▸ Position identification records
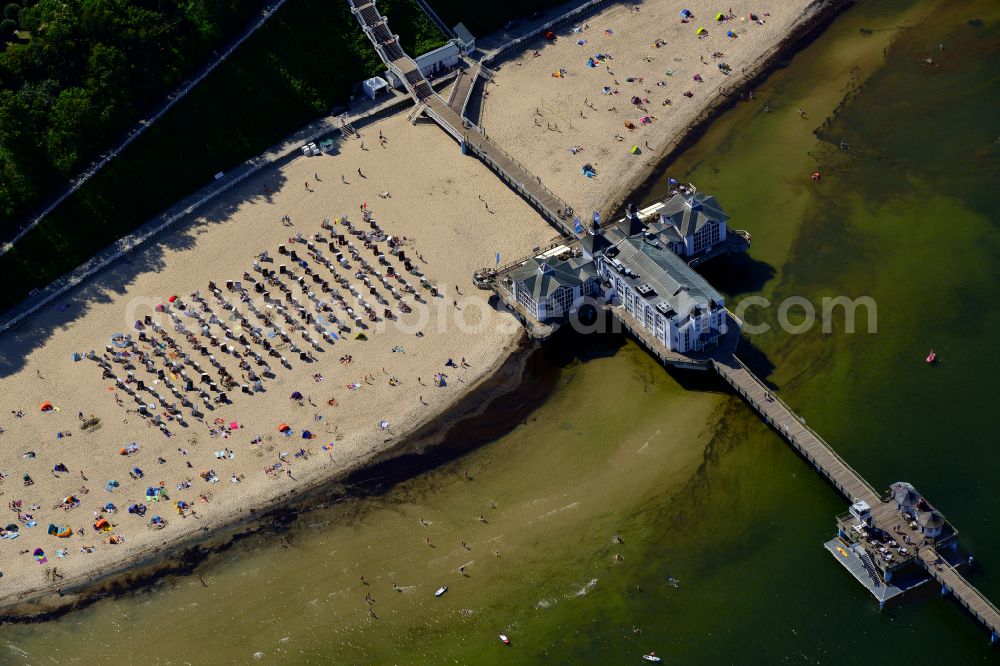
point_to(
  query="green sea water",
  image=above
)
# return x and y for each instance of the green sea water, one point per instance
(719, 558)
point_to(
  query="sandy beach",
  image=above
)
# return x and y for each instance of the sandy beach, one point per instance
(453, 212)
(617, 90)
(197, 467)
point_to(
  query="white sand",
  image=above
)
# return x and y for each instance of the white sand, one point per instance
(435, 204)
(525, 92)
(452, 210)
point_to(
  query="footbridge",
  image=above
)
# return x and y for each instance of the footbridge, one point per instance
(884, 514)
(471, 138)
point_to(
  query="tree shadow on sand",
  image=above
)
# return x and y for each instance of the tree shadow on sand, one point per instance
(737, 274)
(116, 279)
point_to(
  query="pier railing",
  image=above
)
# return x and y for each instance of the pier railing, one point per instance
(793, 439)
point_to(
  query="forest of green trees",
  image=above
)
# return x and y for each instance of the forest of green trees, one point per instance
(74, 74)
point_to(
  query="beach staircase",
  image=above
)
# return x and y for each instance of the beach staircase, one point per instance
(472, 139)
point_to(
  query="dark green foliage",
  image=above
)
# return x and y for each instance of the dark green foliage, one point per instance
(302, 63)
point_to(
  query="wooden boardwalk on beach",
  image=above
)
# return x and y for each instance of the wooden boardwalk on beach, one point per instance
(955, 584)
(462, 89)
(472, 138)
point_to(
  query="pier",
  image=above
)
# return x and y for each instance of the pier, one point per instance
(471, 138)
(884, 515)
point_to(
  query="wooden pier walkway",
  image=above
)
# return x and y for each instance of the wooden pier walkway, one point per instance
(851, 484)
(472, 138)
(955, 584)
(793, 428)
(462, 90)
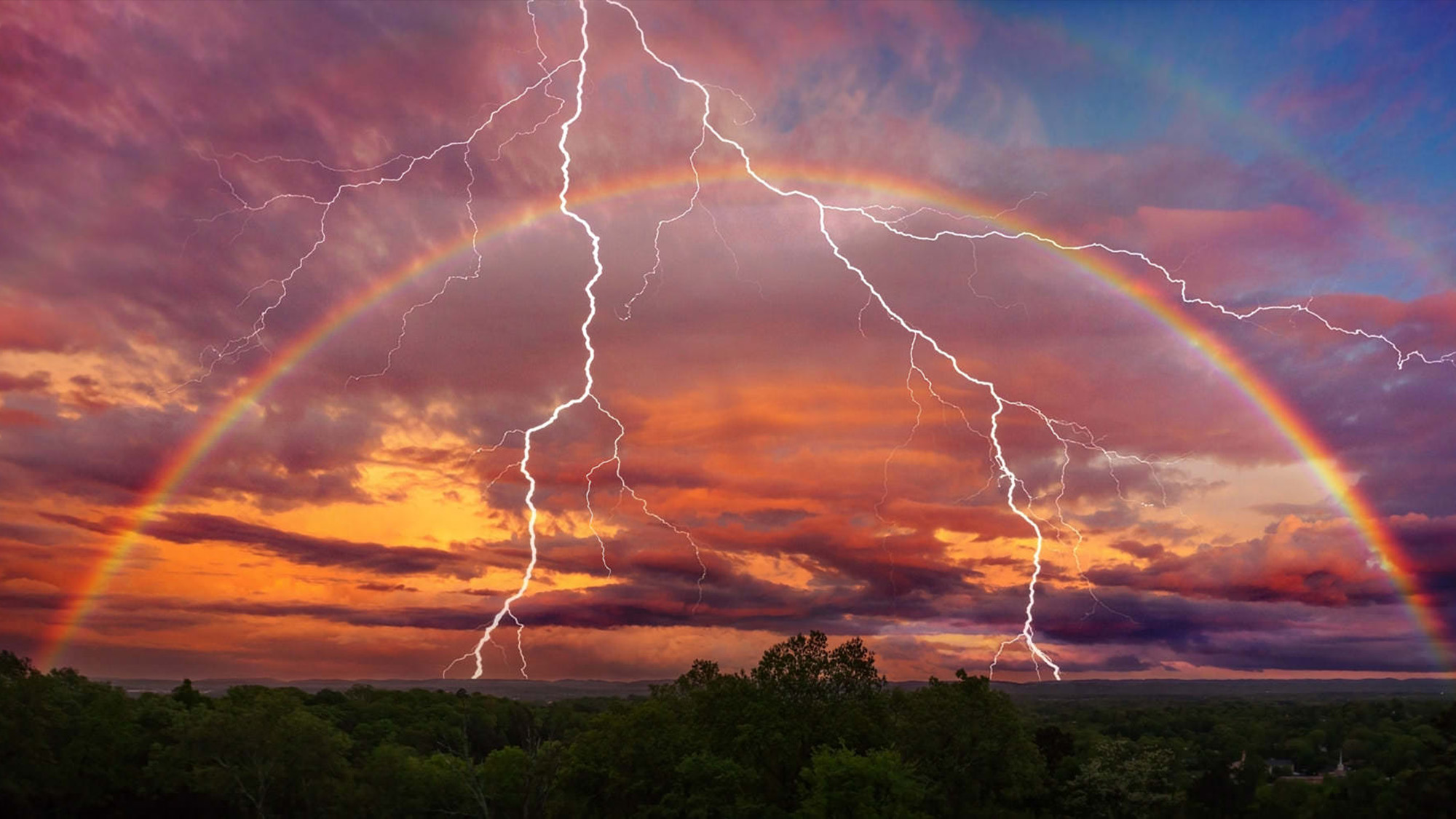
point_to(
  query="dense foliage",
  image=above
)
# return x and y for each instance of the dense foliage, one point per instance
(810, 732)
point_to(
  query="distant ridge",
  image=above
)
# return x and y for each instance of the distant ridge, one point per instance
(1112, 689)
(1230, 688)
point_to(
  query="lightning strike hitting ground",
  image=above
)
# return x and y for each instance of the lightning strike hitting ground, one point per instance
(1067, 433)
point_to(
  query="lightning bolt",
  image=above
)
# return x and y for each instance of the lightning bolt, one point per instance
(1068, 433)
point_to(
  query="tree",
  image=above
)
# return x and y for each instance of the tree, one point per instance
(1126, 780)
(263, 748)
(842, 784)
(972, 745)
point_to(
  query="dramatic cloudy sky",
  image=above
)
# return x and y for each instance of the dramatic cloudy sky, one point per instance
(216, 215)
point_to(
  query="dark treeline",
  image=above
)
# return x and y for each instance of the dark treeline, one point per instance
(810, 732)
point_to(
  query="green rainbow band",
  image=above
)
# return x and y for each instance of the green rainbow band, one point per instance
(1263, 395)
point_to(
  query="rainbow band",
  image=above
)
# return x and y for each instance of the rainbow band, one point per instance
(1262, 395)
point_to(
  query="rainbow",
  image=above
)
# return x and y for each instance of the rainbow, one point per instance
(1260, 394)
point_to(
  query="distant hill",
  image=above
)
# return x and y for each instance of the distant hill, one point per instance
(1110, 689)
(1122, 689)
(528, 689)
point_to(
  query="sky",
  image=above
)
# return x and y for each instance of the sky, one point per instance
(1085, 340)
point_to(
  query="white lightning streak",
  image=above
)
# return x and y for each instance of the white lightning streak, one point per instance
(1004, 467)
(253, 340)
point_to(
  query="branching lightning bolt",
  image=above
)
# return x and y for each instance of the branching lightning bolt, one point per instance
(1068, 433)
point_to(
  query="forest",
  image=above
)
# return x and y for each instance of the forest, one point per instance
(810, 732)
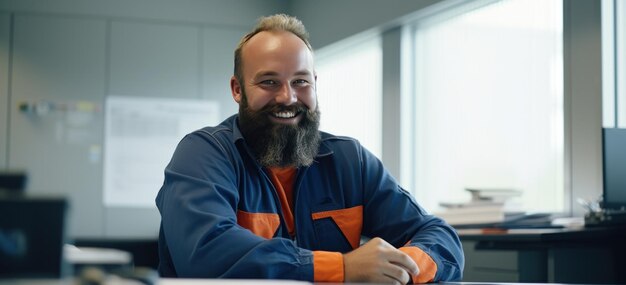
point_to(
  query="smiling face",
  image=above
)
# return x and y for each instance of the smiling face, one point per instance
(277, 71)
(278, 114)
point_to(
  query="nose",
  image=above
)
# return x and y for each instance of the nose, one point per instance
(286, 95)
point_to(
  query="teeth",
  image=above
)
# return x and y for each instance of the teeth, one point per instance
(285, 115)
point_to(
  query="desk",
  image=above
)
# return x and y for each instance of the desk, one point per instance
(588, 255)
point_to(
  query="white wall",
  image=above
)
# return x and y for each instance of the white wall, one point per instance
(64, 51)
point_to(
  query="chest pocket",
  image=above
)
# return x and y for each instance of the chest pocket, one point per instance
(339, 230)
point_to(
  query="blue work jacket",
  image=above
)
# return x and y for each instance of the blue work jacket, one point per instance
(221, 216)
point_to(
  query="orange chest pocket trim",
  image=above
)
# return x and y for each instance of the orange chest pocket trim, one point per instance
(349, 221)
(261, 224)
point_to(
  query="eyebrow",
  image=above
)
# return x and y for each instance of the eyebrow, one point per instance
(274, 73)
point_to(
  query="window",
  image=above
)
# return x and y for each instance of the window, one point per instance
(349, 88)
(489, 103)
(613, 64)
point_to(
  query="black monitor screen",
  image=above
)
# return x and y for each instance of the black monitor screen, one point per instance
(614, 166)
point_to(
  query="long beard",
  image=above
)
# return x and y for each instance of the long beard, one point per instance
(279, 145)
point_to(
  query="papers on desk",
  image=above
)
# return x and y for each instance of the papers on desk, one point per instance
(486, 207)
(176, 281)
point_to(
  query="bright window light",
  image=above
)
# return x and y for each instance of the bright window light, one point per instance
(489, 104)
(349, 89)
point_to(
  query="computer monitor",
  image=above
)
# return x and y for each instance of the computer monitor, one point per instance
(614, 166)
(32, 236)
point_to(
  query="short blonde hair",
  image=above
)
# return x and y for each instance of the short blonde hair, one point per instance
(278, 22)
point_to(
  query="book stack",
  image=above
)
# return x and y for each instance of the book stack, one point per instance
(486, 207)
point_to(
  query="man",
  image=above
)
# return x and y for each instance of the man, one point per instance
(267, 195)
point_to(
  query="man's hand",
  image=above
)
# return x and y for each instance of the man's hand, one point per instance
(378, 261)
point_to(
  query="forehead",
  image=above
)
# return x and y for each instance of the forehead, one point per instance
(276, 51)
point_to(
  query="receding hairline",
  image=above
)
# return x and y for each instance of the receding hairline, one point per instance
(274, 23)
(278, 23)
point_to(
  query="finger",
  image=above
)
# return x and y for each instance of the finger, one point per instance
(397, 273)
(402, 259)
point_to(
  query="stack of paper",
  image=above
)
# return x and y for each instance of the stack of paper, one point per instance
(487, 206)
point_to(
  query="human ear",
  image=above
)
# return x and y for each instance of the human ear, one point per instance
(235, 89)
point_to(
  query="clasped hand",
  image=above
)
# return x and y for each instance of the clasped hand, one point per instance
(380, 262)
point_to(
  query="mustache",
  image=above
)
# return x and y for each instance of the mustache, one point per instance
(296, 108)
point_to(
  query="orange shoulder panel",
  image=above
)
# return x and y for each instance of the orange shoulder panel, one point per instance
(349, 220)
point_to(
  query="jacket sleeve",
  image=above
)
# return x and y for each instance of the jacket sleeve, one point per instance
(199, 230)
(393, 215)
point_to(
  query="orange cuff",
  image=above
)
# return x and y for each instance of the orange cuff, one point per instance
(428, 267)
(327, 266)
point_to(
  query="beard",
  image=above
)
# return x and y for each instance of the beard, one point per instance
(280, 145)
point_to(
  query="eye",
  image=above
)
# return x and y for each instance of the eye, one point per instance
(269, 82)
(300, 82)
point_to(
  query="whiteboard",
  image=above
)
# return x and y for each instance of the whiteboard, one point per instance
(141, 134)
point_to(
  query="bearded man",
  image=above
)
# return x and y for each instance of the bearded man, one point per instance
(265, 194)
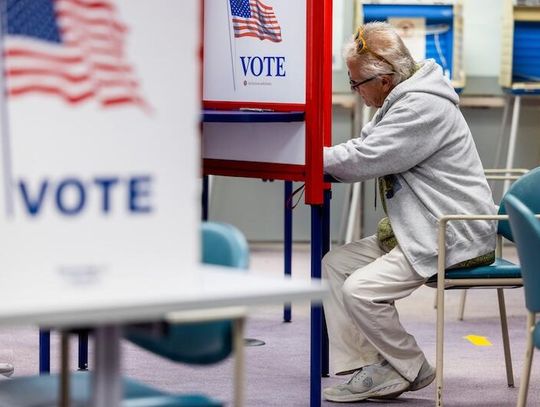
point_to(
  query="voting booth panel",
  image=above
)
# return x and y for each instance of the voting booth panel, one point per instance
(430, 29)
(267, 90)
(99, 124)
(520, 61)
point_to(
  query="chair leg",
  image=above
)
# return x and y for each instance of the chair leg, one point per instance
(462, 305)
(506, 339)
(239, 362)
(524, 385)
(440, 346)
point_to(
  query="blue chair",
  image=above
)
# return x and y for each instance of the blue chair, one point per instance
(526, 229)
(205, 337)
(499, 275)
(195, 340)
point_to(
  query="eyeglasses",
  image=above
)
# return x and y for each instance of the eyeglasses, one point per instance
(361, 47)
(356, 84)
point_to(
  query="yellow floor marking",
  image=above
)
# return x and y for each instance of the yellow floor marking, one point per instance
(478, 340)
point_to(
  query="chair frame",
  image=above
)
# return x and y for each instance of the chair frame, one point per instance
(444, 282)
(529, 351)
(509, 174)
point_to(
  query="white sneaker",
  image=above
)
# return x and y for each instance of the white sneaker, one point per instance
(6, 369)
(373, 381)
(425, 376)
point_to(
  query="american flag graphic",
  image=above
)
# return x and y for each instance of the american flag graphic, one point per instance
(73, 49)
(252, 18)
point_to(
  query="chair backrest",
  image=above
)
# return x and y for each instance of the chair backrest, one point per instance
(200, 342)
(526, 189)
(526, 231)
(224, 245)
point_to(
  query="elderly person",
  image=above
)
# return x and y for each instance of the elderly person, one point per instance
(420, 149)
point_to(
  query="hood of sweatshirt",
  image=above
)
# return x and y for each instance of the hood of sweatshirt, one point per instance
(428, 78)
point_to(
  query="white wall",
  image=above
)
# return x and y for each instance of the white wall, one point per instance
(482, 36)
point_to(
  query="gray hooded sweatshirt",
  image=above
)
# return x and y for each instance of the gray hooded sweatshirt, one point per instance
(420, 143)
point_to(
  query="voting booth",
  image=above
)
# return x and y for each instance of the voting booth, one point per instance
(520, 60)
(430, 29)
(267, 90)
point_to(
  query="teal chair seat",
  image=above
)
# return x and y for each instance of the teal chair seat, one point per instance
(526, 229)
(43, 391)
(500, 268)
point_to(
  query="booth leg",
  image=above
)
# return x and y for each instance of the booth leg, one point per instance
(287, 250)
(44, 352)
(316, 310)
(326, 238)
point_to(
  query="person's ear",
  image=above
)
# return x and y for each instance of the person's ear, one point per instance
(386, 81)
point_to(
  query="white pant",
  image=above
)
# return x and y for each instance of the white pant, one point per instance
(363, 323)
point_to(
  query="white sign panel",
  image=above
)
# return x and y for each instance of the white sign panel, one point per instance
(255, 51)
(99, 131)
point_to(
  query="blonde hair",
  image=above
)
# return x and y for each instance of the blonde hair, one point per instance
(378, 49)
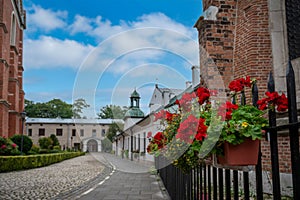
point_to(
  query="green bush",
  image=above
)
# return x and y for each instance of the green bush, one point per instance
(7, 147)
(43, 151)
(27, 142)
(45, 143)
(54, 151)
(56, 148)
(35, 148)
(54, 140)
(13, 163)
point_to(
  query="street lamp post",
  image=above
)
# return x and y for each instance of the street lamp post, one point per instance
(23, 115)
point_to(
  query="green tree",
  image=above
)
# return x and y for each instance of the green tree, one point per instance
(112, 112)
(78, 106)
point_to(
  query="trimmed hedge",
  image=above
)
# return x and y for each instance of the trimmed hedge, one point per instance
(13, 163)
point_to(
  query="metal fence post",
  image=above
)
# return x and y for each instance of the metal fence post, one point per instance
(293, 129)
(274, 144)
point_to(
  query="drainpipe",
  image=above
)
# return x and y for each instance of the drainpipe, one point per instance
(131, 144)
(68, 135)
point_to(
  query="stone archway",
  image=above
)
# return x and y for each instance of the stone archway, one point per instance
(92, 145)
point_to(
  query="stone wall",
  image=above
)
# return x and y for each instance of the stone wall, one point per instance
(11, 67)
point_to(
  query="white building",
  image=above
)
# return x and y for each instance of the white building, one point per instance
(83, 134)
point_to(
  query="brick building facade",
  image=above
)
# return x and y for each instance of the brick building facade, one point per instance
(254, 38)
(12, 24)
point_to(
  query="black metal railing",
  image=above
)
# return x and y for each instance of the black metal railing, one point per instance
(208, 181)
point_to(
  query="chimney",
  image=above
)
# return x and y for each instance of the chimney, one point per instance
(188, 84)
(195, 76)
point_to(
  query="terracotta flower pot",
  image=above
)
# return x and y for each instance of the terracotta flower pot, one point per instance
(243, 154)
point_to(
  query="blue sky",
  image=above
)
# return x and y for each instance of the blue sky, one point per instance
(101, 50)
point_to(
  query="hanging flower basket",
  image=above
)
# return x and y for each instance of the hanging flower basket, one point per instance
(242, 154)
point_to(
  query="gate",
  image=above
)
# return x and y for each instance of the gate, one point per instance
(208, 181)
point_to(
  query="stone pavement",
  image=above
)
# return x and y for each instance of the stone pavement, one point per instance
(129, 180)
(83, 177)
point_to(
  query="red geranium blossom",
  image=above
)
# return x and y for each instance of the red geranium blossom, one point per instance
(202, 130)
(160, 115)
(159, 139)
(203, 95)
(185, 101)
(169, 116)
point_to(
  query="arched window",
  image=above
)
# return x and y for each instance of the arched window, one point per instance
(13, 30)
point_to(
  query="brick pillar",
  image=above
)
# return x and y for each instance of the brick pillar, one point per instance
(216, 40)
(252, 49)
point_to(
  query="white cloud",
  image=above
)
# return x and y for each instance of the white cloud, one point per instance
(49, 52)
(46, 19)
(100, 28)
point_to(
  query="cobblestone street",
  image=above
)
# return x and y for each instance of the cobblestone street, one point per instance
(86, 177)
(48, 182)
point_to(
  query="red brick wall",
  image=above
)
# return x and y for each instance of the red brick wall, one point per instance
(239, 44)
(284, 154)
(252, 49)
(11, 71)
(217, 38)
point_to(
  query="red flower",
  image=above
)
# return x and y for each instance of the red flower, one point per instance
(186, 101)
(203, 95)
(202, 130)
(149, 134)
(247, 81)
(160, 115)
(282, 103)
(213, 92)
(159, 139)
(169, 116)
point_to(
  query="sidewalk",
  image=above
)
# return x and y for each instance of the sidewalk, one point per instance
(128, 180)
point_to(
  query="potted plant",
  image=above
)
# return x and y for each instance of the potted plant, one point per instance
(244, 124)
(200, 127)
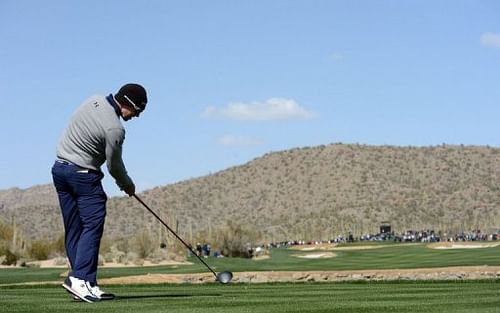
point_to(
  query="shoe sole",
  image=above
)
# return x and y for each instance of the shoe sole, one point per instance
(70, 290)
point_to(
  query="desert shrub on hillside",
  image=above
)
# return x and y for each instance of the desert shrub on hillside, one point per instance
(236, 241)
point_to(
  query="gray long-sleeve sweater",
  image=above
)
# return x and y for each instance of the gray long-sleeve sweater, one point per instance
(95, 135)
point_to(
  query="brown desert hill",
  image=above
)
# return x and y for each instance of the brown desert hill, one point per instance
(307, 193)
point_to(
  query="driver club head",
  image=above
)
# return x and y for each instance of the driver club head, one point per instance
(224, 277)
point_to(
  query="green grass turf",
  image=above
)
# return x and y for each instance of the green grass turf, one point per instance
(402, 256)
(423, 296)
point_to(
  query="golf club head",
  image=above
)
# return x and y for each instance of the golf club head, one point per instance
(224, 277)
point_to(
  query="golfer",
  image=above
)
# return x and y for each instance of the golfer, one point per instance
(94, 135)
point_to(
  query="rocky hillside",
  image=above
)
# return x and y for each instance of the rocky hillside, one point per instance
(308, 193)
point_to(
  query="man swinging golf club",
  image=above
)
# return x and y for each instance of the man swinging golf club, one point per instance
(94, 135)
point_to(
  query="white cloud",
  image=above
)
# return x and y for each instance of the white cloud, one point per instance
(336, 56)
(490, 40)
(270, 110)
(230, 140)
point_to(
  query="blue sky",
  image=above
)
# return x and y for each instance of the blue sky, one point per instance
(229, 81)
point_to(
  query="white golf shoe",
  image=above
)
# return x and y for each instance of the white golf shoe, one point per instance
(80, 288)
(101, 294)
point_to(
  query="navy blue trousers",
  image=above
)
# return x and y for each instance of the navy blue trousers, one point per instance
(83, 206)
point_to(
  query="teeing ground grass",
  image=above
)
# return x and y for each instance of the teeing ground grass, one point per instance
(376, 297)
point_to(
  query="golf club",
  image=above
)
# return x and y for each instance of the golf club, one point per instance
(222, 277)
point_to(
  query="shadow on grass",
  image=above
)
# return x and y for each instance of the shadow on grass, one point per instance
(118, 298)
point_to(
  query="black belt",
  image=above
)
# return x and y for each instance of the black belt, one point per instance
(82, 169)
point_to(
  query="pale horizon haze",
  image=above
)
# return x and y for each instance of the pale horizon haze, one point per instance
(229, 81)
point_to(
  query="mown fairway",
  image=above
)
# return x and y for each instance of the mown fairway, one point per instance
(453, 297)
(387, 256)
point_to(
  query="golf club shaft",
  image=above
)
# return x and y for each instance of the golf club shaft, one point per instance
(175, 234)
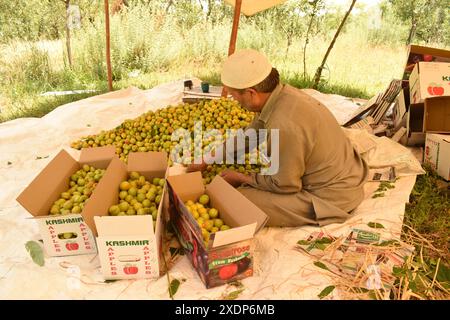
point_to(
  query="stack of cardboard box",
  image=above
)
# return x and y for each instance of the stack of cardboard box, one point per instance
(423, 106)
(129, 246)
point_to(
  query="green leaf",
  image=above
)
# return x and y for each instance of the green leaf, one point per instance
(36, 252)
(398, 272)
(413, 286)
(324, 240)
(320, 246)
(233, 295)
(378, 195)
(443, 275)
(386, 243)
(236, 283)
(173, 288)
(375, 225)
(373, 295)
(321, 265)
(326, 292)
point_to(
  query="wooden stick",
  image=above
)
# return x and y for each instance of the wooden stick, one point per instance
(232, 47)
(108, 48)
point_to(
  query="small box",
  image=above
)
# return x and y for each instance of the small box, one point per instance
(129, 247)
(429, 79)
(229, 254)
(415, 136)
(400, 108)
(437, 153)
(46, 188)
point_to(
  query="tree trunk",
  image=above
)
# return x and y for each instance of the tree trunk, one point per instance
(69, 51)
(319, 69)
(210, 4)
(412, 31)
(313, 14)
(168, 5)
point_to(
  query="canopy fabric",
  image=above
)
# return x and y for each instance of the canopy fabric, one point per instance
(251, 7)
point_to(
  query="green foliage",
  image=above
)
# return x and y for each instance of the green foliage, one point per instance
(158, 41)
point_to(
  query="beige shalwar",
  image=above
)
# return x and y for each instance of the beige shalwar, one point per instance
(320, 177)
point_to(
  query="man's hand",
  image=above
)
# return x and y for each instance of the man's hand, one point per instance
(197, 167)
(235, 178)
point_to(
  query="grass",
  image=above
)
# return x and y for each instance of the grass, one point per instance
(426, 275)
(149, 49)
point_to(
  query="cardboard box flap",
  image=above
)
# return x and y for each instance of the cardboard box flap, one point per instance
(149, 164)
(105, 194)
(97, 157)
(234, 235)
(52, 180)
(124, 225)
(226, 199)
(187, 186)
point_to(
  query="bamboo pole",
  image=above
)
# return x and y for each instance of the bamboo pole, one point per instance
(108, 48)
(232, 46)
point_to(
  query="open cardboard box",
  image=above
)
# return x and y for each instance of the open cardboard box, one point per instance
(429, 79)
(128, 246)
(432, 116)
(47, 187)
(229, 254)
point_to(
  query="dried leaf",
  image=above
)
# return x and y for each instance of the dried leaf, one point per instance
(233, 295)
(375, 225)
(326, 292)
(321, 265)
(36, 252)
(173, 288)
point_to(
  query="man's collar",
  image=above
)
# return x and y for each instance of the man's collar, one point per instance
(268, 106)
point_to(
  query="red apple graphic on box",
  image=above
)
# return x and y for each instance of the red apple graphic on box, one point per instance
(130, 269)
(435, 89)
(228, 271)
(72, 246)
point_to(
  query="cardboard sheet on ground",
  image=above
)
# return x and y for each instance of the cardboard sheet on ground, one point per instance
(282, 272)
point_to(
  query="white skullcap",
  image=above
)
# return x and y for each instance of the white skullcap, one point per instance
(244, 69)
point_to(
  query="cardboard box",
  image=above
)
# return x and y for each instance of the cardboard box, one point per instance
(400, 108)
(415, 136)
(128, 246)
(437, 153)
(229, 254)
(429, 79)
(437, 115)
(47, 187)
(420, 53)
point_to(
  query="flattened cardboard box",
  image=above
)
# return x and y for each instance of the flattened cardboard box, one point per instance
(429, 79)
(229, 254)
(46, 188)
(437, 153)
(128, 246)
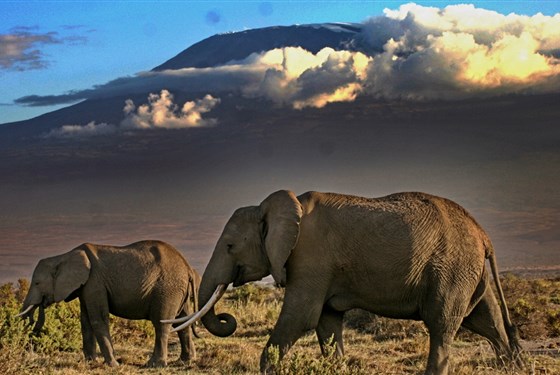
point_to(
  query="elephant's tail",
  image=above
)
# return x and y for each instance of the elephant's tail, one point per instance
(511, 330)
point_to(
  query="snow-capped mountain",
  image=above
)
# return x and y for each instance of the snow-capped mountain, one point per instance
(223, 48)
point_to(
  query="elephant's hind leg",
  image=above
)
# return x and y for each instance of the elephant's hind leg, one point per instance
(486, 320)
(88, 337)
(443, 320)
(329, 330)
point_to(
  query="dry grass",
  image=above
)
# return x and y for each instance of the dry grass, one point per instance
(373, 345)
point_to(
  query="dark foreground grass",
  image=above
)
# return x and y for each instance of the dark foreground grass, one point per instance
(373, 345)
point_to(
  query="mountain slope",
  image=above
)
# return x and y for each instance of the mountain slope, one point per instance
(222, 48)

▸ Required task
Please gather every line in the material above that contains the word "post" and copy each of those lines.

▸ Written reply
  query="street lamp post",
# return x and y for each instance of the street lamp post, one point per instance
  query="metal fence post",
# return x and y for each instance of the metal fence post, one point per instance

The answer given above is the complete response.